- **Tujuan**
Jawab pertanyaan berikut berdasarkan teks bacaan di bawah:
1. Menurut teks bacaan, siapa mualif al Muntaqa?
2. Kitab al-Sail al-Jarrar merupakan syarh dari kitab apa?
3. Siapa yang mensyarah kitab tersebut?

+++ Teks Bacaan +++

Wa'alaykumus salaam warahmatullaHi wabarakatuH

JazakallaHu Khairan atas penjelasan antum. Ana juga baru tahu bahwa mualif al 
Muntaqa adalah Syaikh Abdussallam (kakek dari Syaikhul Islam), karena selama 
ini ana mengira al Muntaqa ditulis oleh Syaikhul Islam.

BarakallaHu fiikum
Abu Hasan


as-Shoqiil al-Muhannad <[EMAIL PROTECTED]> wrote:
Assalamu'alaikum warahmatullah
wa iyyakum ....
Iya, bisa dikatakan seperti itu. Kitab al-Sail al-Jarrar itu syarh dari Hadaaiq 
al-Azhaar. Afwan ana lupa nama muallif "Hadaaiq", tapi yang jelas kitab 
"Hadaaiq" tersebut salah satu matan kitab fiqih yang dianggap mu'tamad 
dikalangan syi'ah zaidiyah hadawiyah. Nah, al-Imaam Muhammad ibn 'Ali 
al-Syaukaany mensyarah kitab tersebut, yang tentu saja beliau tidak terikat 
dengan mazhab mu'allif kitab tersebut, akan tetapi mengikuti dalil.

+++ Informasi yang Diberikan +++

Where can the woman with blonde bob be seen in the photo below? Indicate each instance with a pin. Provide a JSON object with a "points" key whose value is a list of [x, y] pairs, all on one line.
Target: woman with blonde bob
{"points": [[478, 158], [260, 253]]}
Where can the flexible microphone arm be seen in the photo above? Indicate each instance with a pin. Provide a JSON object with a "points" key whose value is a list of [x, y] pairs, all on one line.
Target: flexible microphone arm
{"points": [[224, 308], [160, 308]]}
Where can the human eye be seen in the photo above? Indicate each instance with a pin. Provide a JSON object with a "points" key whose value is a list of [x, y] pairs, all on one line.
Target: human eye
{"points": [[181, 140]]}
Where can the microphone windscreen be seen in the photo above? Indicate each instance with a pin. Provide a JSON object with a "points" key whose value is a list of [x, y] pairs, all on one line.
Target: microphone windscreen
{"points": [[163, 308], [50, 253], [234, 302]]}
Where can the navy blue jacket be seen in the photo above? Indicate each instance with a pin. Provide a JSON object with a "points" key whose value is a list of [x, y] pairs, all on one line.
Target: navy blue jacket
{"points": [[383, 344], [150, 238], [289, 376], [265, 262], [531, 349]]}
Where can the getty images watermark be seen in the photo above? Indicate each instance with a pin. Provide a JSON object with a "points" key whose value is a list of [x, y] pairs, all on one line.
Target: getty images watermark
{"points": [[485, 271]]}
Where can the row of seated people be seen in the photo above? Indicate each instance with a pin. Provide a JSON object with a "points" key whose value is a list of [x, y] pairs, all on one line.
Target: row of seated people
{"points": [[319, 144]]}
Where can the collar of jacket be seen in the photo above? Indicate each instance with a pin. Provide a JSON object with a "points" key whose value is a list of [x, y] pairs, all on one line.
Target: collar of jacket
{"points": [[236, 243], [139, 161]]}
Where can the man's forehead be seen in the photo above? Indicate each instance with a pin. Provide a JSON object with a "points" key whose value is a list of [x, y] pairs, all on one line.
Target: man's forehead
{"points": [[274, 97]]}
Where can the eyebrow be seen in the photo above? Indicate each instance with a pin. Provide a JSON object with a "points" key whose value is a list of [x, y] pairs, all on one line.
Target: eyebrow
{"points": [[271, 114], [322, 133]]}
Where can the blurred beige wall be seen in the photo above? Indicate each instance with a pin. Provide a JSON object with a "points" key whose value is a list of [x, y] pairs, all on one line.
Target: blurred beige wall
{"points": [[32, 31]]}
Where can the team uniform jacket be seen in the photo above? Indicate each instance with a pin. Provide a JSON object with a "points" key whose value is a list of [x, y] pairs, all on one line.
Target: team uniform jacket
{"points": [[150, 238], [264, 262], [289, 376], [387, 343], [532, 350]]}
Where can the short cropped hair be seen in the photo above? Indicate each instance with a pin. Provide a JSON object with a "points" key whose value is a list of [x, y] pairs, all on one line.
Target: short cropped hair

+++

- **Jawaban**
1. Syaikh Abdussallam, kakek dari Syaikhul Islam.
2. Hadaaiq al-Azhaar.
3. Al-Imaam Muhammad ibn 'Ali al-Syaukaany.